■ **Task data**
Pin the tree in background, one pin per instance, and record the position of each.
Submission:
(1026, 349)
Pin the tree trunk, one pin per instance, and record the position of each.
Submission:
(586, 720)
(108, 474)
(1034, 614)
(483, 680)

■ **What the task asks**
An identical copy of the entries above is the expected result.

■ **Answer to this problem**
Pin the tree in background, one pin per instance, and record the position of each.
Submission:
(1026, 349)
Pin the tree trunk, one pin per instance, and record the position of each.
Submission:
(586, 720)
(108, 474)
(1034, 614)
(483, 680)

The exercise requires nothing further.